INTERVISTA
"Il Pd è un sogno infranto, ma ora sono me stesso".
La Sinistra secondo Pier Luigi Bersani
L’addio
alla 'Ditta'. Il rapporto con Renzi 'burattinaio'.
La famiglia. Il futuro politico. Parla l’ex segretario del Partito Democratico a tre mesi dallo strappo e dalla fondazione, con Massimo D'Alema, del movimento Articolo 1 – Mdp
DI STEFANIA ROSSINI
05 giugno 2017
Invitare Pier Luigi Bersani a parlare di emozioni è insieme semplice e impegnativo. Semplice perché l’uomo è disponibile a rivelare debolezze e cedimenti. Impegnativo perché ogni suo sentimento è incarnato nella politica, radicato in una storia collettiva e proiettato in una visione personale e irriducibile del mondo. A tre mesi dallo strappo definitivo che lo ha portato fuori dal Pd, partito che amava chiamare “ditta” tanto lo sentiva suo, fondatore con Massimo D’Alema e altri di un movimento (Articolo1-Mdp) non ancora sottoposto all’esame di realtà, alle prese con uno scenario politico in movimento, Bersani si mostra convinto della sua scelta e del consenso che potrà riscuotere.
Lo ammetta, Bersani, le manca il Pd.
«Eccome se mi manca! È il sogno infranto di un grande partito di centrosinistra. Ma almeno ora mi sento me stesso, libero di dire quello che penso».
Diceva: “Mi porteranno via con l’esercito”.
«Lo dicevo quando mi sentivo ancora a casa, ma ormai di quella casa erano caduti i muri portanti. Quando vedi che si imbarcano parole d’ordine della destra, che in una situazione sociale come la nostra si racconta al Paese che è arrivato il bel tempo, che persino dopo una sconfitta come quella del referendum, si ribadisce un’idea di comando solipsistico, allora ti scatta il mollone».

◆ ◆ ◆

**DESCRIZIONE DELL'ESERCIZIO**
Scrivi il seguito dell'intervista a Pier Luigi Bersani, cominciando subito dopo l'ultima frase riportata. L'elenco qui sotto non ha alcun ruolo in questo esercizio.

**DATI FORNITI**
◆ ◆ ◆

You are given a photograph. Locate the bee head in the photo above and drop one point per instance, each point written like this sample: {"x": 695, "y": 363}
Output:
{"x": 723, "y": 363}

◆ ◆ ◆

**RISPOSTA**
Che cosa scatta?
«Glielo spiego con un pensiero di Abramo Lincoln in cui mi sono imbattuto quando avevo 15 anni: “Così come non accetterò mai di essere servo, non acconsentirò mai a essere padrone. Questa è la mia idea di libertà”. Non ho mai fatto il padrone quando è toccato a me dirigere, non faccio il servo quando tocca ad altri».
Ha visto molti servi in giro?
«Ho visto cose che noi umani... Purtroppo il conformismo è dilagato soprattutto nella nuova generazione. Forse perché è meno temprata di noi vecchi, non spera più che il mondo possa cambiare e ha della politica un’idea di galleggiamento. Ma c’è un limite a tutto. Quando si è trattato di eleggere il presidente della Repubblica e vedevo tutti quei giovani che correvano al telefonino ad aspettare sms, a sbirciare Facebook, ho gridato: “Basta! Siete dei deputati, accidenti!”».
La maggioranza di quei giovani in Parlamento ce li ha portati lei.
«È vero, puntavo sulla freschezza e ho sottovalutato la mancanza di formazione. Del resto non mi metto a contare gli autogol che mi sono fatto!».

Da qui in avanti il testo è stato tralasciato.